DO THIS - Quote, word for word, every line starting at the line that contains "[indicate] text logo" and ending with the last line of the records; include both of these lines and no others.

[Pointing dataset excerpts]
----

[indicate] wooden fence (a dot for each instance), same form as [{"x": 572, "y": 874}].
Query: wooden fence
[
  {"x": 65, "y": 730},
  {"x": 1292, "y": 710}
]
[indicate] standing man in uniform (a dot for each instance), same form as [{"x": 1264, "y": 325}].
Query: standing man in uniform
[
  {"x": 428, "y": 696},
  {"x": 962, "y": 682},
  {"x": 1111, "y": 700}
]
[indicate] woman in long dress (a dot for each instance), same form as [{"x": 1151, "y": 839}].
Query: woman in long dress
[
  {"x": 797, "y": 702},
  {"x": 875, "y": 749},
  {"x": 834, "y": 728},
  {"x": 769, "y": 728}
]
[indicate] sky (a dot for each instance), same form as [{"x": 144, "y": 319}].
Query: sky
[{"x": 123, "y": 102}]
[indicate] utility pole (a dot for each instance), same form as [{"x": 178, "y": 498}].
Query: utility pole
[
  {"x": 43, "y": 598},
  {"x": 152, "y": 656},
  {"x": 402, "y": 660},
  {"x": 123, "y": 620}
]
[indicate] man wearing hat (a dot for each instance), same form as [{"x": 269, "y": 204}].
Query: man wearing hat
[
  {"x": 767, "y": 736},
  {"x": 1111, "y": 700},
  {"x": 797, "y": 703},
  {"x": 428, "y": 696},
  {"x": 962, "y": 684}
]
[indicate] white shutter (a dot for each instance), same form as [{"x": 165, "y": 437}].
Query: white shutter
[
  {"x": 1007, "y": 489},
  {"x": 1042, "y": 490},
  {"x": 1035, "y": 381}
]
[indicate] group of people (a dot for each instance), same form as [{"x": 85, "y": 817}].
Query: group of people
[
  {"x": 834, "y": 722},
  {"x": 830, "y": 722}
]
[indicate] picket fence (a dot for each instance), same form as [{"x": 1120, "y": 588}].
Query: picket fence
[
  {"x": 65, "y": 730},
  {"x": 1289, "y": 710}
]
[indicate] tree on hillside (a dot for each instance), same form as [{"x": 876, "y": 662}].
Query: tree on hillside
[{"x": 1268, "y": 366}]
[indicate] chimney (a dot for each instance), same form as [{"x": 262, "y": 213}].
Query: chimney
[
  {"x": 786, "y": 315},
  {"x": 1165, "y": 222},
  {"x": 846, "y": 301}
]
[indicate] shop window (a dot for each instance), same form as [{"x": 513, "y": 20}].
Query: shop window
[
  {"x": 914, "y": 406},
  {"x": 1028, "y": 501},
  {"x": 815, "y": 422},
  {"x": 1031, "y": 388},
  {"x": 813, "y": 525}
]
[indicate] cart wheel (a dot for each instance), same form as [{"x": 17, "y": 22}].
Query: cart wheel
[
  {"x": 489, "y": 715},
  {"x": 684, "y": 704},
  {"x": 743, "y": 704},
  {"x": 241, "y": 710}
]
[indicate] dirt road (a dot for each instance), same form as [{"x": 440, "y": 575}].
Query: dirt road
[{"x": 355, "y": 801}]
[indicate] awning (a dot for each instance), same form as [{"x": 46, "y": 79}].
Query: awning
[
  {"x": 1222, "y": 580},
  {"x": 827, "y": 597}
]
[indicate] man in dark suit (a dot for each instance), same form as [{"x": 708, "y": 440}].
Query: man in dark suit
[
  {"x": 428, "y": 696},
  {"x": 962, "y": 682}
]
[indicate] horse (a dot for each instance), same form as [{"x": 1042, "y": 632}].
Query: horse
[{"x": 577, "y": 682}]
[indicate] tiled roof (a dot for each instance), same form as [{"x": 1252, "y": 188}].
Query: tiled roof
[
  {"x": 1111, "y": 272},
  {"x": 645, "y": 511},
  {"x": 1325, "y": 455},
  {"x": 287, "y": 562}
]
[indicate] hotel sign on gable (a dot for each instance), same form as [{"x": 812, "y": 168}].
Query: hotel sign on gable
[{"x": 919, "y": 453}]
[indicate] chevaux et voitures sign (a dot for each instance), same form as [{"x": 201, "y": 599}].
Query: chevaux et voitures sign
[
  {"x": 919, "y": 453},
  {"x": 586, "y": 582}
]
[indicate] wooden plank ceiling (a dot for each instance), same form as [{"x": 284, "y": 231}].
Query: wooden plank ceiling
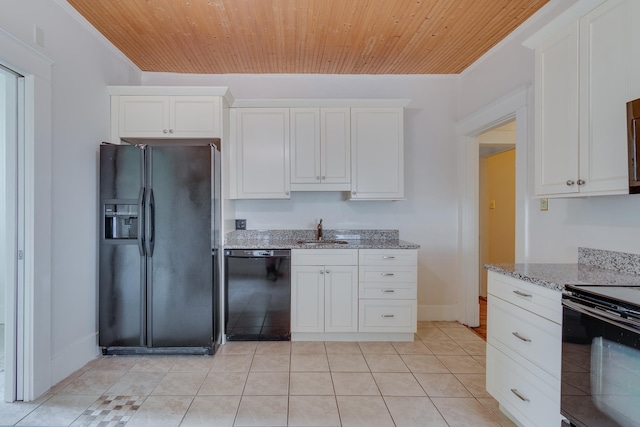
[{"x": 305, "y": 36}]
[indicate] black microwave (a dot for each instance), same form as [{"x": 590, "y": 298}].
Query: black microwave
[{"x": 633, "y": 132}]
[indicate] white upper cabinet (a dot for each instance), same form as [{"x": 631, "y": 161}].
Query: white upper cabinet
[
  {"x": 169, "y": 116},
  {"x": 320, "y": 149},
  {"x": 585, "y": 75},
  {"x": 377, "y": 154},
  {"x": 261, "y": 153},
  {"x": 557, "y": 113}
]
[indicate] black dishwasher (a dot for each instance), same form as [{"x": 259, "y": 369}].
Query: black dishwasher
[{"x": 258, "y": 294}]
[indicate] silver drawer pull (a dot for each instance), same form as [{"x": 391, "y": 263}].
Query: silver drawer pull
[
  {"x": 517, "y": 335},
  {"x": 520, "y": 396},
  {"x": 522, "y": 294}
]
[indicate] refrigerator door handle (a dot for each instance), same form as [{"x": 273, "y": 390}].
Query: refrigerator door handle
[
  {"x": 141, "y": 222},
  {"x": 150, "y": 222}
]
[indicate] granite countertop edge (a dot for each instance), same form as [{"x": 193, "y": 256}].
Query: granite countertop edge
[
  {"x": 556, "y": 276},
  {"x": 293, "y": 244}
]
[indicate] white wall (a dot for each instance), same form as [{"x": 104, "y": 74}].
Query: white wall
[
  {"x": 609, "y": 222},
  {"x": 428, "y": 216},
  {"x": 67, "y": 169},
  {"x": 3, "y": 142}
]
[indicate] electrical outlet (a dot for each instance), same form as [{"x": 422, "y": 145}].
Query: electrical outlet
[{"x": 544, "y": 204}]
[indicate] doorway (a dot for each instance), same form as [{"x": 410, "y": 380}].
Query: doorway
[
  {"x": 11, "y": 233},
  {"x": 497, "y": 203},
  {"x": 504, "y": 110}
]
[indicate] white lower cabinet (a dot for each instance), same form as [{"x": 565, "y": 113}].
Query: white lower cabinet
[
  {"x": 366, "y": 294},
  {"x": 524, "y": 339},
  {"x": 324, "y": 290},
  {"x": 388, "y": 290}
]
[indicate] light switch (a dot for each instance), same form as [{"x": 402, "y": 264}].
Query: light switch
[{"x": 544, "y": 204}]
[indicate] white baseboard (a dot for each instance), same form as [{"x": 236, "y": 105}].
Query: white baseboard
[
  {"x": 438, "y": 312},
  {"x": 351, "y": 336},
  {"x": 73, "y": 358}
]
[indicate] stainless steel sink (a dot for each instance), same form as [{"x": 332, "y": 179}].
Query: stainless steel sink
[{"x": 322, "y": 242}]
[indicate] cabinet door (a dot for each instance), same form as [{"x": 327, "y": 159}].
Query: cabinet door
[
  {"x": 195, "y": 116},
  {"x": 143, "y": 116},
  {"x": 307, "y": 298},
  {"x": 377, "y": 156},
  {"x": 263, "y": 153},
  {"x": 305, "y": 145},
  {"x": 335, "y": 164},
  {"x": 606, "y": 57},
  {"x": 556, "y": 148},
  {"x": 341, "y": 299}
]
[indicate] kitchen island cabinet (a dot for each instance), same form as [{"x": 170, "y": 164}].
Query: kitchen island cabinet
[{"x": 524, "y": 339}]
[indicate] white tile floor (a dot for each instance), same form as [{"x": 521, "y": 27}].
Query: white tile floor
[{"x": 437, "y": 380}]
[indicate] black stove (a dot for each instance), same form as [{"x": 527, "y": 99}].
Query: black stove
[{"x": 601, "y": 355}]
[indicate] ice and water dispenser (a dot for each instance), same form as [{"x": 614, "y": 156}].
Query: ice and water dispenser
[{"x": 120, "y": 221}]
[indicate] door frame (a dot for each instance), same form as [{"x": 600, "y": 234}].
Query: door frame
[
  {"x": 514, "y": 105},
  {"x": 36, "y": 332}
]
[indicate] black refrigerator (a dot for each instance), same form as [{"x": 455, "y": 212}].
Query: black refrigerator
[{"x": 159, "y": 269}]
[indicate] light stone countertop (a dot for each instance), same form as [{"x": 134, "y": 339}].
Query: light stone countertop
[
  {"x": 288, "y": 239},
  {"x": 555, "y": 276}
]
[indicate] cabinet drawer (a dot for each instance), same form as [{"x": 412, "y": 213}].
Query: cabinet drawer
[
  {"x": 384, "y": 274},
  {"x": 511, "y": 329},
  {"x": 391, "y": 291},
  {"x": 538, "y": 404},
  {"x": 536, "y": 299},
  {"x": 388, "y": 257},
  {"x": 387, "y": 316},
  {"x": 324, "y": 257}
]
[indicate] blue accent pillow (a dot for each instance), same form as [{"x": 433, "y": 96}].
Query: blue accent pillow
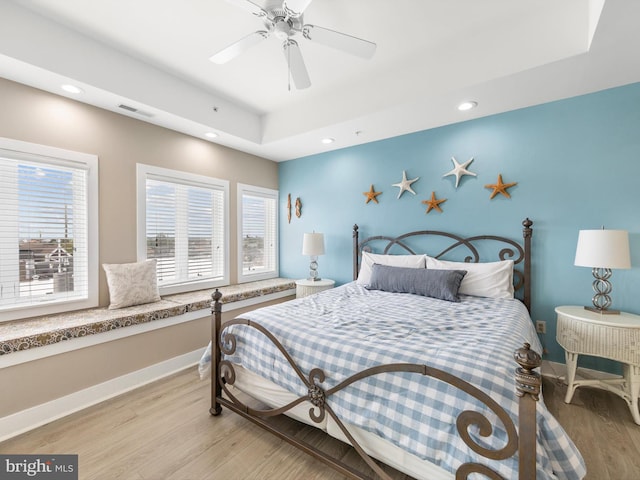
[{"x": 441, "y": 284}]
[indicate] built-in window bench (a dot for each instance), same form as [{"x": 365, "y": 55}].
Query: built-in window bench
[{"x": 47, "y": 330}]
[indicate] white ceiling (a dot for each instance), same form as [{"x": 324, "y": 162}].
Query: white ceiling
[{"x": 431, "y": 54}]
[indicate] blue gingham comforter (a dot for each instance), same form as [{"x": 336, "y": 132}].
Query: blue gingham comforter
[{"x": 347, "y": 329}]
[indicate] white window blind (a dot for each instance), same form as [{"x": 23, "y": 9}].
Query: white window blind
[
  {"x": 44, "y": 230},
  {"x": 258, "y": 233},
  {"x": 185, "y": 228}
]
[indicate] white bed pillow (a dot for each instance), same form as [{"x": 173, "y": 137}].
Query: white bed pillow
[
  {"x": 132, "y": 283},
  {"x": 368, "y": 259},
  {"x": 492, "y": 279}
]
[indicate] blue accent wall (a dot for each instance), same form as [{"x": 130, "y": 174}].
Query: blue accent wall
[{"x": 577, "y": 164}]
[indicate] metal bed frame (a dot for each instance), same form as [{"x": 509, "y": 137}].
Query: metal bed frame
[{"x": 527, "y": 382}]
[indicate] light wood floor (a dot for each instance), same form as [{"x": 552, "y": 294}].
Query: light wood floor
[{"x": 163, "y": 431}]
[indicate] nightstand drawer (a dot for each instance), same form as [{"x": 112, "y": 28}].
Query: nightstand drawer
[{"x": 308, "y": 287}]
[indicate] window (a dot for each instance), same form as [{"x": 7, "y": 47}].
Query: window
[
  {"x": 48, "y": 230},
  {"x": 257, "y": 233},
  {"x": 183, "y": 223}
]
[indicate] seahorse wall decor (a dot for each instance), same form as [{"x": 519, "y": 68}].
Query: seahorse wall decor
[{"x": 298, "y": 207}]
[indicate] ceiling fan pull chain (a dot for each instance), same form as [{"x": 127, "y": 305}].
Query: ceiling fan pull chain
[{"x": 288, "y": 67}]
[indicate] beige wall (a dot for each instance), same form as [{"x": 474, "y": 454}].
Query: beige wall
[
  {"x": 120, "y": 142},
  {"x": 39, "y": 381}
]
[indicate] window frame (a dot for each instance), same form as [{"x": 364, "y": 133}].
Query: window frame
[
  {"x": 269, "y": 193},
  {"x": 57, "y": 157},
  {"x": 143, "y": 172}
]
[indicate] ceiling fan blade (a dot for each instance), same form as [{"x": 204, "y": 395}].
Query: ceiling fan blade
[
  {"x": 340, "y": 41},
  {"x": 249, "y": 6},
  {"x": 297, "y": 68},
  {"x": 235, "y": 49},
  {"x": 295, "y": 8}
]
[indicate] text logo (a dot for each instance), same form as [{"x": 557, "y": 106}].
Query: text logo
[{"x": 39, "y": 467}]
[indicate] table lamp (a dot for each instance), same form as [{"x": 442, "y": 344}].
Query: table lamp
[
  {"x": 602, "y": 250},
  {"x": 313, "y": 245}
]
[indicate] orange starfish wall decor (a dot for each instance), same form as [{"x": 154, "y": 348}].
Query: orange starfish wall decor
[
  {"x": 500, "y": 187},
  {"x": 434, "y": 203},
  {"x": 371, "y": 195}
]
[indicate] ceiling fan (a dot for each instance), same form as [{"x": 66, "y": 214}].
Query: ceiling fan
[{"x": 284, "y": 21}]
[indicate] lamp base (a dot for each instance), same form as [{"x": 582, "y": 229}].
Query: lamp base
[{"x": 602, "y": 311}]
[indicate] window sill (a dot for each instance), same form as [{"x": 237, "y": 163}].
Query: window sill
[{"x": 20, "y": 335}]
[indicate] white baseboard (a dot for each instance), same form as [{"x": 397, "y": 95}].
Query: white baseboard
[{"x": 25, "y": 420}]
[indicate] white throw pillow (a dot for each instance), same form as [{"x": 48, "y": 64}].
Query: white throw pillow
[
  {"x": 368, "y": 259},
  {"x": 492, "y": 279},
  {"x": 132, "y": 283}
]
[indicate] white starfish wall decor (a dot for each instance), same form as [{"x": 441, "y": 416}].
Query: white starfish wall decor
[
  {"x": 459, "y": 170},
  {"x": 405, "y": 185}
]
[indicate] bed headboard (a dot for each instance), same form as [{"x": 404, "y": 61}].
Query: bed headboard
[{"x": 444, "y": 245}]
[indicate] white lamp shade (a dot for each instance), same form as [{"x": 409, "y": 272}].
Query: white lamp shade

----

SOLUTION TO THIS EXERCISE -
[indicate] text logo (a dot for each instance), same form as [{"x": 557, "y": 106}].
Query: text logo
[{"x": 39, "y": 467}]
[indicate] table lamp (a dot for each instance), same form as [{"x": 442, "y": 344}].
Query: table lamp
[
  {"x": 602, "y": 250},
  {"x": 313, "y": 245}
]
[indicate] orange starfish wall decor (a dot for each instance), same form as [{"x": 154, "y": 348}].
Query: orange starfish wall decor
[
  {"x": 500, "y": 187},
  {"x": 434, "y": 203},
  {"x": 371, "y": 195}
]
[indicate] ceiling fan (a dot for each instance), same form as [{"x": 66, "y": 214}].
Query: ceiling fan
[{"x": 284, "y": 21}]
[indicate] lamp base (a dot for each instance), same form as [{"x": 582, "y": 229}].
Query: lamp base
[{"x": 602, "y": 311}]
[indicate] window sill (a dot for each instance), same form as [{"x": 237, "y": 163}].
Query: window sill
[{"x": 20, "y": 335}]
[indicate] white baseboard (a dot for each instance), same form as [{"x": 397, "y": 95}].
Query: white baseboard
[{"x": 25, "y": 420}]
[indicate] white throw pillow (a dot for each instance), same form as [{"x": 48, "y": 64}].
Query: white throw pillow
[
  {"x": 368, "y": 259},
  {"x": 492, "y": 279},
  {"x": 132, "y": 283}
]
[indicate] white starfish wall decor (a dot for each instance), same form as [{"x": 441, "y": 416}].
Query: white starfish wall decor
[
  {"x": 459, "y": 170},
  {"x": 405, "y": 185}
]
[indicate] bed headboard (a dot for each instance), same form as [{"x": 404, "y": 61}].
Query: bed headboard
[{"x": 444, "y": 245}]
[indicate] white lamp shade (a dot for each instance), same form as [{"x": 409, "y": 272}].
Query: white lamp shade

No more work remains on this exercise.